**Consigne 1**:
Recopiez toutes les entrées de la liste de données ci-dessous, demandes comprises, en ajoutant 56 à chaque coordonnée des réponses. Les demandes et leurs exemples de format restent tels quels.

**Texte à lire**:
2.» Mon père avait beaucoup de piété et de droiture. Il était d'un caractère sérieux, mais sans tristesse. Sa pauvreté l'obligeait à se donner beaucoup de peine et il était très laborieux : cependant il n'était pas âpre au gain. Il remettait tout entre les mains de Dieu avec une confiance d'enfant, et faisait son rude travail, comme un serviteur fidèle, sans inquiétude et sans cupidité. Sa conversation était pleine de beaux et simples proverbes et de pieuses et naïves locutions. Il nous racontait un jour, pendant notre enfance, l'histoire d'un grand homme appelé Hun, qui avait parcouru le monde, et alors je rêvais que je voyais ce grand homme parcourir la terre et, avec une grande pelle, retourner, ici du bon terrain, là du mauvais. Comme mon père était fort laborieux, il me fit beaucoup travailler dès ma petite enfance. Eté comme hiver, il me fallait avant le jour sortir dans le champ pour aller chercher le cheval. C'était du reste un méchant animal : il ruait, mordait et s'enfuyait souvent devant mon père ; mais il se laissait prendre par moi sans difficulté ; il courait même quelquefois à ma rencontre. Bien souvent je montais sur son dos à l'aide d'une pierre ou d'une élévation de terrain et je revenais ainsi à la maison. Il tournait quelquefois la tête et voulait me mordre, mais je lui donnais un coup sur le nez et alors il allait tranquillement jusqu'à la maison. Je me servais aussi de lui pour transporter certains produits des champs ou des engrais. Maintenant je ne peux pas comprendre comment une aussi faible enfant que je l'étais pouvait en venir à bout.

**Consigne 2**:
Continuez le récit d'enfance sur le père et le cheval à la suite de sa dernière phrase.

**Liste des données**:
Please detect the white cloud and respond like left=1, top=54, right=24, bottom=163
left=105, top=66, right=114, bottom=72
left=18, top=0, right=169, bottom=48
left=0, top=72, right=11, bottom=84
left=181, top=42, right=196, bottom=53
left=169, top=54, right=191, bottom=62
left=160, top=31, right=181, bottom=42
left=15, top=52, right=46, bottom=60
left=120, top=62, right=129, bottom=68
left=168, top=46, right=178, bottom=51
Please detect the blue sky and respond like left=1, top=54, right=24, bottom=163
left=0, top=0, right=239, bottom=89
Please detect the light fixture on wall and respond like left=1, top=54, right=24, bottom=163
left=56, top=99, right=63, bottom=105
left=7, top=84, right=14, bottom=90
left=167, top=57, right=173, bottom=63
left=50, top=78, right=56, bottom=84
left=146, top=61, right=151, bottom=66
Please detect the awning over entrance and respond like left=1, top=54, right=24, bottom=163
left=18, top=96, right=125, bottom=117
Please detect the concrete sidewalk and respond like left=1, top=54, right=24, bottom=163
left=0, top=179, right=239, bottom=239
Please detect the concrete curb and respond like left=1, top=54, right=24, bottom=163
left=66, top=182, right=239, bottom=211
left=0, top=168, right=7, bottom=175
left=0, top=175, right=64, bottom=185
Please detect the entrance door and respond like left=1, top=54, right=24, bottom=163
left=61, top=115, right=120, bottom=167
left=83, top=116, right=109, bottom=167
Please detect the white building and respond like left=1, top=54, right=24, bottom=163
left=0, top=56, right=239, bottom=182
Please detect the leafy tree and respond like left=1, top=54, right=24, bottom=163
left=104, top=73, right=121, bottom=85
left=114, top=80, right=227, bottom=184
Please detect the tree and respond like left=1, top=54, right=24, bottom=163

**Réponse rédigée 1**:
Please detect the white cloud and respond like left=1, top=54, right=24, bottom=163
left=161, top=122, right=170, bottom=128
left=74, top=56, right=225, bottom=104
left=56, top=128, right=67, bottom=140
left=237, top=98, right=252, bottom=109
left=225, top=110, right=247, bottom=118
left=216, top=87, right=237, bottom=98
left=71, top=108, right=102, bottom=116
left=176, top=118, right=185, bottom=124
left=224, top=102, right=234, bottom=107
Please detect the blue sky and respond like left=1, top=54, right=24, bottom=163
left=56, top=56, right=295, bottom=145
Please detect the light fixture on wall and respond like left=1, top=54, right=24, bottom=163
left=112, top=155, right=119, bottom=161
left=63, top=140, right=70, bottom=146
left=223, top=113, right=229, bottom=119
left=106, top=134, right=112, bottom=140
left=202, top=117, right=207, bottom=122
Please detect the awning over entrance and respond like left=1, top=54, right=24, bottom=163
left=74, top=152, right=181, bottom=173
Please detect the concrete sidewalk and respond like left=1, top=54, right=24, bottom=163
left=56, top=235, right=295, bottom=295
Please detect the concrete curb and respond like left=1, top=54, right=24, bottom=163
left=122, top=238, right=295, bottom=267
left=56, top=224, right=63, bottom=231
left=56, top=231, right=120, bottom=241
Please detect the entrance door and respond like left=1, top=54, right=24, bottom=163
left=117, top=171, right=176, bottom=223
left=139, top=172, right=165, bottom=223
Please detect the white building and respond like left=1, top=54, right=24, bottom=163
left=56, top=112, right=295, bottom=238
Please detect the leafy tree and respond like left=1, top=54, right=24, bottom=163
left=160, top=129, right=177, bottom=141
left=170, top=136, right=283, bottom=240
Please detect the tree and respond like left=1, top=54, right=24, bottom=163

**Réponse rédigée 2**:
3.» Quand mon père, de grand matin, m'emmenait avec lui aux champs, au moment où le soleil se levait, il ôtait son chapeau, priait et parlait de Dieu qui fait lever si magnifiquement son soleil sur nous. Souvent aussi il disait que c'était une mauvaise chose et dont il fallait avoir horreur que de rester assez tard au lit pour que le soleil brille sur nous pendant que nous dormons : car de là viennent bien des choses qui amènent la ruine des maisons et des familles, des pays et des gens. Là-dessus je lui dis une fois : « Cela ne me regarde pas, car le soleil ne peut pas arriver jusqu'à mon lit : « Et il me répondit» Quand même tu ne vois pas le soleil lorsqu'il est levé, lui voit tout et brille partout.» Cela me fit beaucoup réfléchir.» Quand nous sortions ensemble le matin avant qu'il fît jour, mon père me disait aussi : « Vois ! personne encore n'a marché dans la rosée ! nous sommes les premiers et, si nous prions bien dévotement, nous attirerons des bénédictions sur la terre et sur les champs. Il est si bon de pouvoir marcher dans la première rosée à laquelle on n'a pas encore touché : il y a là encore une bénédiction toute fraîche, aucun péché n'a encore été commis dans les champs, on n'y a dit aucune mauvaise parole. Lorsqu'on sort quand la rosée a été partout foulée aux pieds des gens, c'est comme si tout était sali et gâté.»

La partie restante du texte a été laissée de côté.